## [Short problem]
Rewrite the lines from the start of the records through the line containing "[402,646,411,693]", changing "cabinet door knob" to "drawer handle" and leaving everything else unchanged. Leave the pictures out of your answer.

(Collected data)

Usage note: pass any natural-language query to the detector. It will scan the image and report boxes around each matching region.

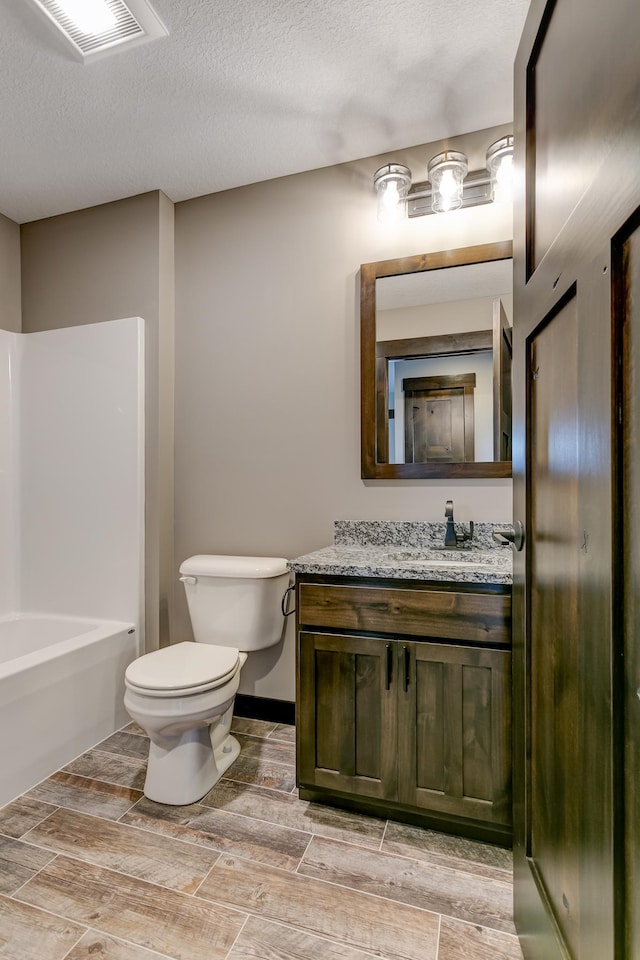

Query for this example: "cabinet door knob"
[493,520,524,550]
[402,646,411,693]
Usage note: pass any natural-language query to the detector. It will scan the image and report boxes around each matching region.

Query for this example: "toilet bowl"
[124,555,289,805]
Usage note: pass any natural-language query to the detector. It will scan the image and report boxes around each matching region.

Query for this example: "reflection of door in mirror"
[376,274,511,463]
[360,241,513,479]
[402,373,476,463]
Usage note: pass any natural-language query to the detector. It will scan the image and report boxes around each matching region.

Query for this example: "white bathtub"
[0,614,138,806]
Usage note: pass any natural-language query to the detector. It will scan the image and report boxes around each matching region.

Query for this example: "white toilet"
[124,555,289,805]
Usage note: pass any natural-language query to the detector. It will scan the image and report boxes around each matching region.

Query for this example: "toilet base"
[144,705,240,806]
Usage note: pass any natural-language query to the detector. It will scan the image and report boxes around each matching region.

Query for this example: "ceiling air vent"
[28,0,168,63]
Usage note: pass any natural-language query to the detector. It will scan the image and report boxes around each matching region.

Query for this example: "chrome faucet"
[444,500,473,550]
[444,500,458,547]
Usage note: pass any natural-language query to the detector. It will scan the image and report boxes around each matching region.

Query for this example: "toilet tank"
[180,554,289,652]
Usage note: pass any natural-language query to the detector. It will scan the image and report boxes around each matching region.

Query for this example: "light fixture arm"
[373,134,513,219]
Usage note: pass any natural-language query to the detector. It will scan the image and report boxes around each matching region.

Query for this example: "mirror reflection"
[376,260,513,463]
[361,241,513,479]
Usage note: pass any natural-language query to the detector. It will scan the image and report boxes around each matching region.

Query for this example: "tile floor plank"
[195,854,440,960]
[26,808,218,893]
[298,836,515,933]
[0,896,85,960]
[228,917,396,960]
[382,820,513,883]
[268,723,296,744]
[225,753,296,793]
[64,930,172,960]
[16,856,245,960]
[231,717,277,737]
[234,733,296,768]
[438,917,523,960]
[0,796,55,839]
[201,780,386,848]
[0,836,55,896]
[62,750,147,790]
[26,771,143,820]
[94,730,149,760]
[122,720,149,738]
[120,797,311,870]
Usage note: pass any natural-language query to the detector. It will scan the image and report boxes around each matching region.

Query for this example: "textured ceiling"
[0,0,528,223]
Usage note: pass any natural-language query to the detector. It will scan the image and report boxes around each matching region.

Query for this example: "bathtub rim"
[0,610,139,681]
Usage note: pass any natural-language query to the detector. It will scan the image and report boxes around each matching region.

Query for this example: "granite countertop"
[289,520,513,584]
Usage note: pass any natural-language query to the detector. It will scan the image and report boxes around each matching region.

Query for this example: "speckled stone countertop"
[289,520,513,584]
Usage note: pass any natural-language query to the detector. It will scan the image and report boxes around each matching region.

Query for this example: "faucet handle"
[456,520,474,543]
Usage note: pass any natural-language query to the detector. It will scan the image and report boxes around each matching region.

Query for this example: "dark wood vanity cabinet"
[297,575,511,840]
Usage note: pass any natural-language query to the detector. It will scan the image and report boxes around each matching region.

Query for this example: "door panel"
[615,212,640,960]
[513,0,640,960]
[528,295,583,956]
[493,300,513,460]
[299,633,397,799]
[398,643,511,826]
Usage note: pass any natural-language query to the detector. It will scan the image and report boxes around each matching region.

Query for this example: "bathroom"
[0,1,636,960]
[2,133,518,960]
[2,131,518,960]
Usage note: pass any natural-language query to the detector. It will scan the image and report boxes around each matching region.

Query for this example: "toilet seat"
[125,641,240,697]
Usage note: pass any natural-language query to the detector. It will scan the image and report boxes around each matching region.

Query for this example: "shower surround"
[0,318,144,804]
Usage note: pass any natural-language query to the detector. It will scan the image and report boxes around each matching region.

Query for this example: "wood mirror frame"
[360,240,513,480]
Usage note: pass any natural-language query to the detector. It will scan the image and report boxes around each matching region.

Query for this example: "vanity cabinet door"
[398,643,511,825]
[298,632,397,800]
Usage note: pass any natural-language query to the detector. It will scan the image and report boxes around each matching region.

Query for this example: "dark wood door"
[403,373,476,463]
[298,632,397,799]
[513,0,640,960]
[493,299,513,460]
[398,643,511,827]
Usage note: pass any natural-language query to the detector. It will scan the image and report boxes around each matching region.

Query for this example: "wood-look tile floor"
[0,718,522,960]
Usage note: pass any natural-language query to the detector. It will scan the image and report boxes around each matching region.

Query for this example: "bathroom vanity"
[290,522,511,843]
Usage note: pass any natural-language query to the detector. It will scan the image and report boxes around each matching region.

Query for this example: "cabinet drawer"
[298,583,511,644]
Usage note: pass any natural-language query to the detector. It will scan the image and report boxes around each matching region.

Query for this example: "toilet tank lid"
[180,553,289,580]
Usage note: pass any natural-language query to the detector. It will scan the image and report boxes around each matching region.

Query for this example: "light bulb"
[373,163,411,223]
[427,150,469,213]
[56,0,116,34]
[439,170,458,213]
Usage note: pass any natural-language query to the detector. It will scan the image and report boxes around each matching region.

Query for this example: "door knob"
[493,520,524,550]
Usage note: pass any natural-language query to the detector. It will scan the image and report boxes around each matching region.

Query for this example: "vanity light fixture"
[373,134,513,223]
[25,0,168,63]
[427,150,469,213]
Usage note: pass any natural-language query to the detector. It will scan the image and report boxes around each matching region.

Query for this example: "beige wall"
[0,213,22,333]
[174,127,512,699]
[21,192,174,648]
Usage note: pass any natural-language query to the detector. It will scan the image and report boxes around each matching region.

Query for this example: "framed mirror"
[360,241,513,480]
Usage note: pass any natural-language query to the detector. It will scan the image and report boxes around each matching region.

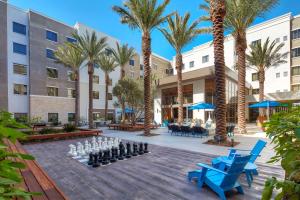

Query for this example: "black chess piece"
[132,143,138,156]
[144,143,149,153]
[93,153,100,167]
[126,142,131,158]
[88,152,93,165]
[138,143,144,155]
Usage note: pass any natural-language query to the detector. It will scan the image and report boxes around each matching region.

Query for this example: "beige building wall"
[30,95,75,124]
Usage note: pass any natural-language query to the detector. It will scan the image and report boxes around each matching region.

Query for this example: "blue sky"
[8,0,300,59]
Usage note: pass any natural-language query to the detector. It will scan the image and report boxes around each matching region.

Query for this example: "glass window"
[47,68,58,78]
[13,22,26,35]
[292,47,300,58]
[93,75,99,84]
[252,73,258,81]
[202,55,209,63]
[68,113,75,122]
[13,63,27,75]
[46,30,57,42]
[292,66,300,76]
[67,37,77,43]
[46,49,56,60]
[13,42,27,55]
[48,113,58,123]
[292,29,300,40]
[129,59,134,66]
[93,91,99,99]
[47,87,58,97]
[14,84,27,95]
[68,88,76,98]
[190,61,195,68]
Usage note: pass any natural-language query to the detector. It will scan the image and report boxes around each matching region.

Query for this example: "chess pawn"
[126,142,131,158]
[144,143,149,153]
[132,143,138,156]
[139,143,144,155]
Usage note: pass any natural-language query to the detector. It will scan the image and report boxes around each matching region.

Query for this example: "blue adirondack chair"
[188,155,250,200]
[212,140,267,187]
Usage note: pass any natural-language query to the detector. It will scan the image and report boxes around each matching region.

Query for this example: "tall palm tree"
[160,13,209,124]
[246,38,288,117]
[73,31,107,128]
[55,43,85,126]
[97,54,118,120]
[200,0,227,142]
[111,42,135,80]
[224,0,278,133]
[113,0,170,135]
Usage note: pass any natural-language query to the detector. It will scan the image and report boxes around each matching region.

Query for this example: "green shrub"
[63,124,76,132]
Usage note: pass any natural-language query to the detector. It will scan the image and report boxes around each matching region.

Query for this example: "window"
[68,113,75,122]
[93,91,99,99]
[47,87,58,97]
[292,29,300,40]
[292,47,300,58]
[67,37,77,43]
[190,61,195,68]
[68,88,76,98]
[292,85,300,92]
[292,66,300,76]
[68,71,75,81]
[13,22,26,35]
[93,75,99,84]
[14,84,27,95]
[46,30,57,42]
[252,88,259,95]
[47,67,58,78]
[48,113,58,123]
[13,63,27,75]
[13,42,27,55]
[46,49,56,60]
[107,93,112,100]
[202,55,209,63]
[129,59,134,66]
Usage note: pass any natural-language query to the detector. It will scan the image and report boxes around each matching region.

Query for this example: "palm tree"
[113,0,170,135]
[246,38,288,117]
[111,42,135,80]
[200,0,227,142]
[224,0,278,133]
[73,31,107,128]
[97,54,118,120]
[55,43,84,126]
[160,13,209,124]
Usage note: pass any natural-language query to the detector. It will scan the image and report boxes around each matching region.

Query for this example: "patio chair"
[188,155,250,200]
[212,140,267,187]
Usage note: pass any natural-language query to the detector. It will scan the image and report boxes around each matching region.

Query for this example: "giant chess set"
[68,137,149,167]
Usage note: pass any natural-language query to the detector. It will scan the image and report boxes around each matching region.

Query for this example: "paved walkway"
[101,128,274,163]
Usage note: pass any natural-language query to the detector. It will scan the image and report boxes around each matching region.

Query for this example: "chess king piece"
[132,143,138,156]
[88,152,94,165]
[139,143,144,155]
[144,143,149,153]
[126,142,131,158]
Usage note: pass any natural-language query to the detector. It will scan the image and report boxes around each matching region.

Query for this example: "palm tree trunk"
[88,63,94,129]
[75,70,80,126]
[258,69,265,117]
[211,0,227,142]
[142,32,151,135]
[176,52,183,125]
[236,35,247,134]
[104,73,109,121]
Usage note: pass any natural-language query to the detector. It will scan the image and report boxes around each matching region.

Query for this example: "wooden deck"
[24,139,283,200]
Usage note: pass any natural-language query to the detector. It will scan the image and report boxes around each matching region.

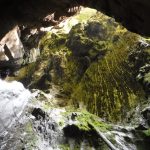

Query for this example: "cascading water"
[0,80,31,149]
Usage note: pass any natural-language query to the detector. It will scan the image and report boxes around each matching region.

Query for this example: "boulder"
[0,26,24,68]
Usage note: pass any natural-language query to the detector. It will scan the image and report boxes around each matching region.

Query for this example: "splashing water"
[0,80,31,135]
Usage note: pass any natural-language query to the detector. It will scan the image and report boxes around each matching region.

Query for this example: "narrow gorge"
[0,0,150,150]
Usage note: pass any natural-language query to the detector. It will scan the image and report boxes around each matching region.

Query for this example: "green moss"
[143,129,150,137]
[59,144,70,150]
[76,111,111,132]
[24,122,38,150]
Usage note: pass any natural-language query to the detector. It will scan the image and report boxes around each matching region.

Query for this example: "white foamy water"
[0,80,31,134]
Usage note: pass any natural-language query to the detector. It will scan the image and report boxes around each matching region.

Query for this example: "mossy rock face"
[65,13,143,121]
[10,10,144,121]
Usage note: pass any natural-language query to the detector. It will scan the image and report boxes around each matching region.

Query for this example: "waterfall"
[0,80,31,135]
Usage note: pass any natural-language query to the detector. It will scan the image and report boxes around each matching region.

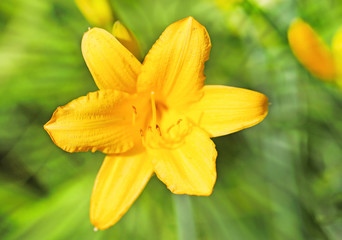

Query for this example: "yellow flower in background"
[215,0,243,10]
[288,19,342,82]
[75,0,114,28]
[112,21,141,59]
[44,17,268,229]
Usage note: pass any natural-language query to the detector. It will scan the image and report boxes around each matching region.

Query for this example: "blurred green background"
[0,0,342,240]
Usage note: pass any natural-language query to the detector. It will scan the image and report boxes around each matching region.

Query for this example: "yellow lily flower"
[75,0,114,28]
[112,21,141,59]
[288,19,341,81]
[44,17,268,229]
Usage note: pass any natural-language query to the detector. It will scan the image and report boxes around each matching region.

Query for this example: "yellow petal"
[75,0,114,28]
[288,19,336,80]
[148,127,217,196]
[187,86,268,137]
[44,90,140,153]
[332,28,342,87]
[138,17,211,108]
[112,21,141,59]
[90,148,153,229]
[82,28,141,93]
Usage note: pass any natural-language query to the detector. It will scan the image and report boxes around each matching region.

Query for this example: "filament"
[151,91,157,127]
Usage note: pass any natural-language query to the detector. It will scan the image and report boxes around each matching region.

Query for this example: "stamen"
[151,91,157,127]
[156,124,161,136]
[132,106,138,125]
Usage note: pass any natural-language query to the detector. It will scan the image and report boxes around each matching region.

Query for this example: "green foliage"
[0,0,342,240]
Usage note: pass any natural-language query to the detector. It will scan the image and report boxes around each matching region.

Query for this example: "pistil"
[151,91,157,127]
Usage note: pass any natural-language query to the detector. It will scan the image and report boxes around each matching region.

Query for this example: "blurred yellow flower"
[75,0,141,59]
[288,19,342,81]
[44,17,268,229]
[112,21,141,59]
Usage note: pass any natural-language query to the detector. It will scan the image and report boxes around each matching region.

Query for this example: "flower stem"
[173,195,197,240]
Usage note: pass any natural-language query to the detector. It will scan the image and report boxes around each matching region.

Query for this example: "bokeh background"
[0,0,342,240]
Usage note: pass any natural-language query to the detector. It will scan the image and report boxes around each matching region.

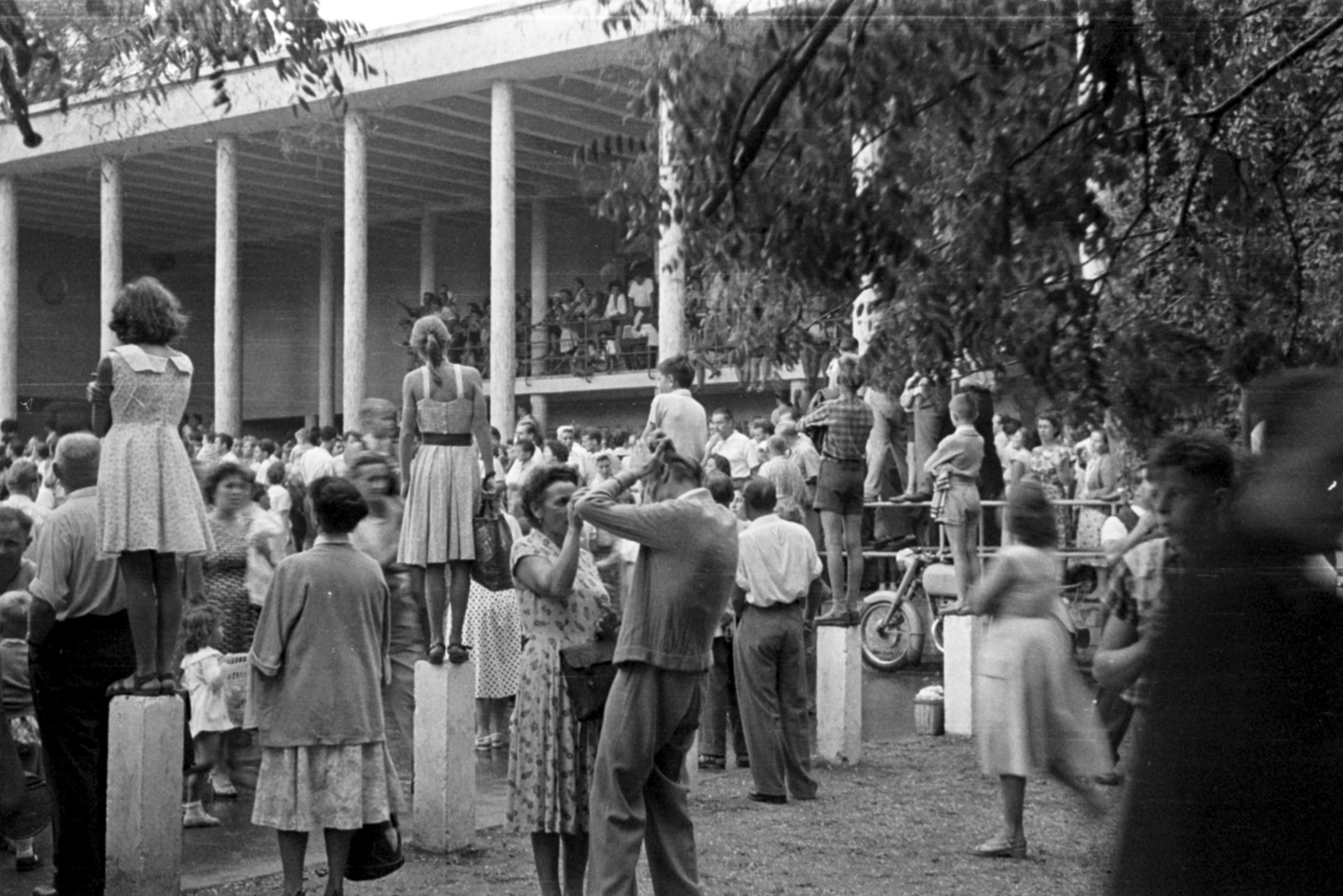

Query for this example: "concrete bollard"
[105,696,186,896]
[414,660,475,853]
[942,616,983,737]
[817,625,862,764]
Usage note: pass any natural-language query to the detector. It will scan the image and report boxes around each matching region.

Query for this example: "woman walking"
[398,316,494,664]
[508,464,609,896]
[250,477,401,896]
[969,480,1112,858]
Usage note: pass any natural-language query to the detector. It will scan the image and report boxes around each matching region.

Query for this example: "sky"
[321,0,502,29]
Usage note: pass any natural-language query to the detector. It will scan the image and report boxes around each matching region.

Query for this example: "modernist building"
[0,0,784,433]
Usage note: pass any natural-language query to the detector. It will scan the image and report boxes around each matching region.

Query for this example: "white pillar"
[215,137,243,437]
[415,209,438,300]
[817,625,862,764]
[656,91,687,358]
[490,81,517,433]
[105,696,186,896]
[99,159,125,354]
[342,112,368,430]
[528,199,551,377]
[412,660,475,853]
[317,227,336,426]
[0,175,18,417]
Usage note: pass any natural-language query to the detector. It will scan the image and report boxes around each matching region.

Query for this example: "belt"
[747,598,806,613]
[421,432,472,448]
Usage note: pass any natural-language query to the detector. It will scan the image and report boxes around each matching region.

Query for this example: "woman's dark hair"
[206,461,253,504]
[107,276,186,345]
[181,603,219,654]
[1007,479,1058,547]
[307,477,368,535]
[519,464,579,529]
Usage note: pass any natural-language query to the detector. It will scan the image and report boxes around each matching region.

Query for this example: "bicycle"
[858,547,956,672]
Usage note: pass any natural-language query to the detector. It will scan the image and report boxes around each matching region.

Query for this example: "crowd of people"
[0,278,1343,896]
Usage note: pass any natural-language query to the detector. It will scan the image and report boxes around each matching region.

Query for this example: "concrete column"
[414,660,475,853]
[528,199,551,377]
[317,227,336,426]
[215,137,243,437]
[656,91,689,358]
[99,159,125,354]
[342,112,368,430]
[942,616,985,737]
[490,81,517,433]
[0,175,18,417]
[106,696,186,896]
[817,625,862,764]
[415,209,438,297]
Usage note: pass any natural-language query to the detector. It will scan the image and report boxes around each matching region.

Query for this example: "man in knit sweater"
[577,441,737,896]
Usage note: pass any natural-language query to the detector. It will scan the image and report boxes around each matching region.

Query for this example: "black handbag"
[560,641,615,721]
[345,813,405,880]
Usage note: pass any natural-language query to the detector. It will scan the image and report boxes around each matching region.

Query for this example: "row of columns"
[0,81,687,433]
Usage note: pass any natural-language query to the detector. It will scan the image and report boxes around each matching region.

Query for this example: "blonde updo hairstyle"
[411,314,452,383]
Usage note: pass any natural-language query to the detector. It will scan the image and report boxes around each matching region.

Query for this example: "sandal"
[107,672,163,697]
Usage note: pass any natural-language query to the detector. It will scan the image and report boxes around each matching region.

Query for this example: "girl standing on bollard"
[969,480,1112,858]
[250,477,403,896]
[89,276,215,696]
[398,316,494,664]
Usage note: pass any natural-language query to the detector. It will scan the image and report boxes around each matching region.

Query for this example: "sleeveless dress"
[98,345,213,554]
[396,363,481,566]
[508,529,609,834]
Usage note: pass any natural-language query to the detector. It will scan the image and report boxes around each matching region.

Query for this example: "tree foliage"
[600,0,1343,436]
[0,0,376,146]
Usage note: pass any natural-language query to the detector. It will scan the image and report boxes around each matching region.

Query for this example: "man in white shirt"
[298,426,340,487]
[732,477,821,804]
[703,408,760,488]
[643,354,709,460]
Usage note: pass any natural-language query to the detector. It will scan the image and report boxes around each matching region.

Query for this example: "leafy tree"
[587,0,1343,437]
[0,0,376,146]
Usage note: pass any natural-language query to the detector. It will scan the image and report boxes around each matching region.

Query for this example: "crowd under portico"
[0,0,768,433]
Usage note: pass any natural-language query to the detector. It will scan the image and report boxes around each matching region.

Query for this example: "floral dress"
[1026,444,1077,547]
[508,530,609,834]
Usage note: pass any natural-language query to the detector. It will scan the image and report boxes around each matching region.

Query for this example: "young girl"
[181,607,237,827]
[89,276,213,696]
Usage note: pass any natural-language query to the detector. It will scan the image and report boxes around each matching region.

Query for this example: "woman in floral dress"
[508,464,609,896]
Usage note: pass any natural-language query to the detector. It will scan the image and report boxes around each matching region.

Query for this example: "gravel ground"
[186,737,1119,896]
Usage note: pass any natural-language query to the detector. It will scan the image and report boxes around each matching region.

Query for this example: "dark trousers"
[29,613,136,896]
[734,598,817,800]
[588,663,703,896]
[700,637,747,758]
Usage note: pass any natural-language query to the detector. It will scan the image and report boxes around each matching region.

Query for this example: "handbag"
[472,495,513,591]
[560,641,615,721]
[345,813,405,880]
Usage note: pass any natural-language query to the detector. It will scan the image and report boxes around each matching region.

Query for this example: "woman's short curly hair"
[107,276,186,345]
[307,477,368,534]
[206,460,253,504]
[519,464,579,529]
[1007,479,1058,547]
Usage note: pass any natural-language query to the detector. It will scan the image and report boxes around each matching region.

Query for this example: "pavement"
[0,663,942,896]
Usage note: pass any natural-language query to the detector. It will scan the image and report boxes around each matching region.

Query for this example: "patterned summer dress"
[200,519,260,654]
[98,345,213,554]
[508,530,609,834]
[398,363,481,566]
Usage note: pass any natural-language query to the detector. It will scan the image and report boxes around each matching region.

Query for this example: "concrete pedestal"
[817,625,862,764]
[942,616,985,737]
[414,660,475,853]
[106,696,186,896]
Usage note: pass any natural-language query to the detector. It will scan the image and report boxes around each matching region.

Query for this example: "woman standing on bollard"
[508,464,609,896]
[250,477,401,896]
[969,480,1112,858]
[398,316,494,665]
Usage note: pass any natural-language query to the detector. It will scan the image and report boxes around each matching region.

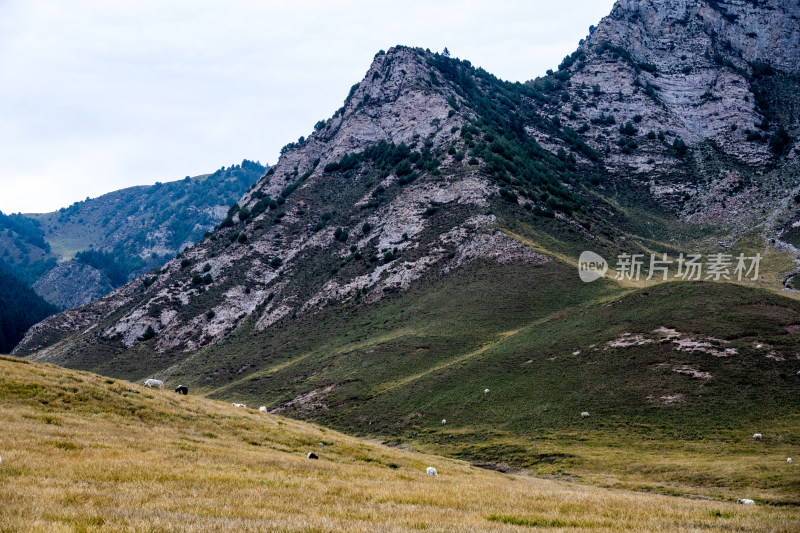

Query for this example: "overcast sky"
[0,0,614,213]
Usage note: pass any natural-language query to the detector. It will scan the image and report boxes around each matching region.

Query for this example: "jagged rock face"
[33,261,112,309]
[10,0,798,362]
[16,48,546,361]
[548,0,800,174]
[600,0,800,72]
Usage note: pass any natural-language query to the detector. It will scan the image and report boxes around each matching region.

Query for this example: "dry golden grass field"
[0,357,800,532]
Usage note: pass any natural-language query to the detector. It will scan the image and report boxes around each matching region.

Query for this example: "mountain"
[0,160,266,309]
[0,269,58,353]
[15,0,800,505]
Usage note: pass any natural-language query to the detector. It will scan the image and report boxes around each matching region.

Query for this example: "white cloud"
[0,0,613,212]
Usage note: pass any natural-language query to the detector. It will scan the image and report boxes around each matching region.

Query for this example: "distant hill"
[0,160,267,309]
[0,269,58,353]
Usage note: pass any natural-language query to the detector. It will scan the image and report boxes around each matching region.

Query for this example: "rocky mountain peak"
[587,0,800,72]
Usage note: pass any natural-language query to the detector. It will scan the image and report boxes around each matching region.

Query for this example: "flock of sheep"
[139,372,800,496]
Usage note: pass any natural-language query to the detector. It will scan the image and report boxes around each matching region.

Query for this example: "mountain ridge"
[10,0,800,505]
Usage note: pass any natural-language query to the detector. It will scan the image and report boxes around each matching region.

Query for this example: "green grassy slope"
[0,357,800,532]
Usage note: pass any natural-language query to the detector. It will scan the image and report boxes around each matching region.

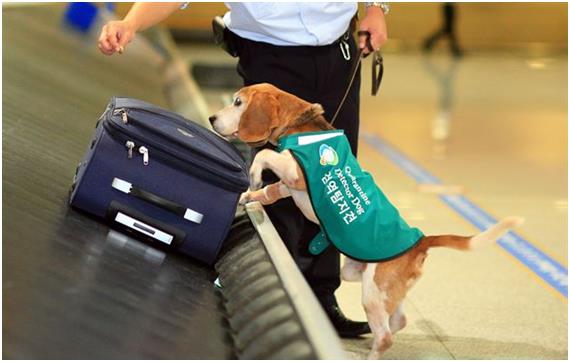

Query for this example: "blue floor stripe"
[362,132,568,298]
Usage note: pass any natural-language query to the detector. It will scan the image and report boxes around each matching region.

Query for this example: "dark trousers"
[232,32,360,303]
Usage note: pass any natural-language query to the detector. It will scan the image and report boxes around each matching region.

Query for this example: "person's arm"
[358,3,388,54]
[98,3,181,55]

## [Correct output]
Usage note: pass any natural-language query to the detector. It will scan the image and report boxes around each matching region.


Query for this example: "drawer handle"
[493,520,524,550]
[402,646,411,693]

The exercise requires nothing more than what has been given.